» THE PROBLEM
Copy the listing verbatim, excluding any images found in it.

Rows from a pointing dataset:
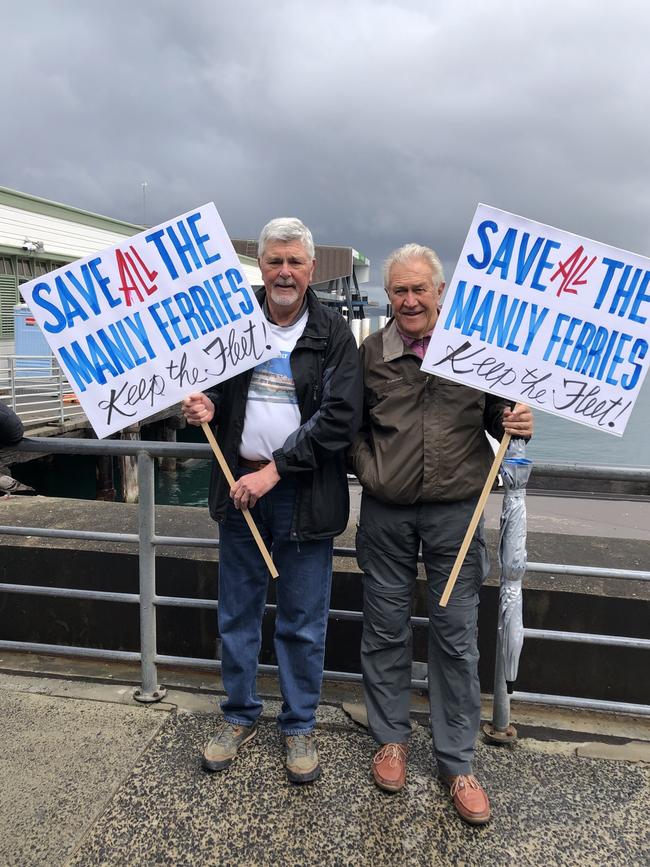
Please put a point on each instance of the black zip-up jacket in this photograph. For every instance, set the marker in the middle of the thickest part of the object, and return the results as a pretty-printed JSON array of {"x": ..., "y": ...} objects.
[{"x": 327, "y": 376}]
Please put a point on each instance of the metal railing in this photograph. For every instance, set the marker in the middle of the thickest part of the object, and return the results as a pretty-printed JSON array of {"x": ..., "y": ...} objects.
[
  {"x": 148, "y": 600},
  {"x": 36, "y": 388}
]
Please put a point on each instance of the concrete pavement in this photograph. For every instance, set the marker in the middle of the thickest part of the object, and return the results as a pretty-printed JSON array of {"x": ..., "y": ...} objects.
[{"x": 90, "y": 778}]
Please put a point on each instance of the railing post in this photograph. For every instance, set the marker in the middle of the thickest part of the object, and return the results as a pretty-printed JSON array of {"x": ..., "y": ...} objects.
[{"x": 150, "y": 690}]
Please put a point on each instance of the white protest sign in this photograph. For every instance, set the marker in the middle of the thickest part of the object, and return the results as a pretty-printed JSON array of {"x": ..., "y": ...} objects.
[
  {"x": 140, "y": 325},
  {"x": 546, "y": 318}
]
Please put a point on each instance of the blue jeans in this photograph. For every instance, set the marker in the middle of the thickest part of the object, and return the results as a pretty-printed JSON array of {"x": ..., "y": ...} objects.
[{"x": 303, "y": 594}]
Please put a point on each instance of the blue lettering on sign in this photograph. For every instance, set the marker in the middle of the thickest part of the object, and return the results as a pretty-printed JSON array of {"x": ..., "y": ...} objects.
[
  {"x": 482, "y": 230},
  {"x": 501, "y": 324},
  {"x": 595, "y": 351},
  {"x": 237, "y": 285},
  {"x": 111, "y": 349},
  {"x": 189, "y": 248},
  {"x": 72, "y": 294},
  {"x": 502, "y": 259}
]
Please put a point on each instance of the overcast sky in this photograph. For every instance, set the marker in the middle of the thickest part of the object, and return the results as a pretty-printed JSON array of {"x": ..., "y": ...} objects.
[{"x": 377, "y": 123}]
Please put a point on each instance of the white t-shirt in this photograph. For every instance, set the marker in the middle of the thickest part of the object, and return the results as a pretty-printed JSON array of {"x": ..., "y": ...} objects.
[{"x": 272, "y": 410}]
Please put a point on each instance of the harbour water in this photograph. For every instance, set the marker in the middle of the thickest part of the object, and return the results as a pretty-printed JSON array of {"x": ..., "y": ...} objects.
[{"x": 556, "y": 440}]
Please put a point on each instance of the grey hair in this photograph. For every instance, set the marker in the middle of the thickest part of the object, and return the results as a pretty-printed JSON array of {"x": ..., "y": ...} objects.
[
  {"x": 286, "y": 229},
  {"x": 415, "y": 251}
]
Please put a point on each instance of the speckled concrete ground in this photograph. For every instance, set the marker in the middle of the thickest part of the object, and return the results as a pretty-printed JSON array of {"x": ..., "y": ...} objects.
[
  {"x": 547, "y": 809},
  {"x": 142, "y": 798}
]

» ANSWER FOR THE TASK
Please put a point on each instance of the black zip-up jacket in this photograph. For every instance, set the marker in the middle of the thickest part of the object, and return the results as a pretty-printed JSON array of {"x": ..., "y": ...} objects.
[{"x": 327, "y": 376}]
Please put a point on each instance of the metal railing in this photograph. For every instance, set the marker in the middle of the thickest part of the object, and return the results as a pretty-printed JSON array of {"x": ..., "y": ...} objects.
[
  {"x": 148, "y": 600},
  {"x": 36, "y": 388}
]
Please put a point on each instance of the concrete pavement in this photograph. For every instance, set the marker in the middle of the thickest part of the object, and return the results as a pretty-printed JSON array of {"x": ..., "y": ...} objects.
[{"x": 90, "y": 778}]
Please put a point on each instance of the railing post in this photograph. For every instance, set the marker in the middle of the thickest part of the object, and return the results as a pretty-printed JSON array of {"x": ..., "y": ...} objects.
[{"x": 150, "y": 690}]
Please put a point on each instance of the white protest sign in this photograph. For every instance, set the marker in the middle of the thickest part of the object, and return the results as a pretty-printed JSON array of {"x": ..., "y": ...} objects.
[
  {"x": 140, "y": 325},
  {"x": 546, "y": 318}
]
Please put a point on each instance of the blue jeans in this photograph. For every instance, set the marker in the middle of the thickest part of the object, and return the results as a pretty-printed JSON array of {"x": ..., "y": ...} objects.
[{"x": 303, "y": 594}]
Please put a point on each instance of the blue lettering on sign in this photograph. For every instance, set the marker in the middle of the thickest part of the object, and return the results as a pretty-printed JSON array of {"x": ..., "y": ...} objects.
[
  {"x": 482, "y": 230},
  {"x": 501, "y": 324},
  {"x": 595, "y": 351},
  {"x": 237, "y": 285},
  {"x": 111, "y": 349},
  {"x": 189, "y": 248},
  {"x": 72, "y": 294},
  {"x": 502, "y": 259}
]
Please put a point on each instance of the overcast sky in this photograph. For every instance, set the marker in the middle of the thickest part of the object, and return the results as a pretty-printed JSON array of {"x": ..., "y": ...} objects.
[{"x": 377, "y": 123}]
Please put a point on each instance of the white t-shirt in this photograph. For every instance, set the marker in the middle of the thickest part of the object, and return the results as a pretty-printed JSON array of {"x": ..., "y": ...} objects.
[{"x": 272, "y": 410}]
Please put a point on each instance of the harbour water in this photograph. For every instance, set the marker in the middle of the thickest part of the object, and return the results as a pretty-printed JSON array of {"x": ..., "y": ...} objects.
[{"x": 556, "y": 440}]
Please put a point on each instance of the grey hair in this photograph. For every instance, set the marker in the middle of the thickest part of the object, and return the results as a pretty-printed JSON array of {"x": ..., "y": ...} objects.
[
  {"x": 286, "y": 229},
  {"x": 415, "y": 251}
]
Please put a point on each instance of the speckled concrete ground in this photograph. For every instance, set the marker in the middle of the thickest part of the object, and return the results as a pretty-printed JSON array of {"x": ..., "y": ...} objects.
[
  {"x": 547, "y": 809},
  {"x": 142, "y": 798}
]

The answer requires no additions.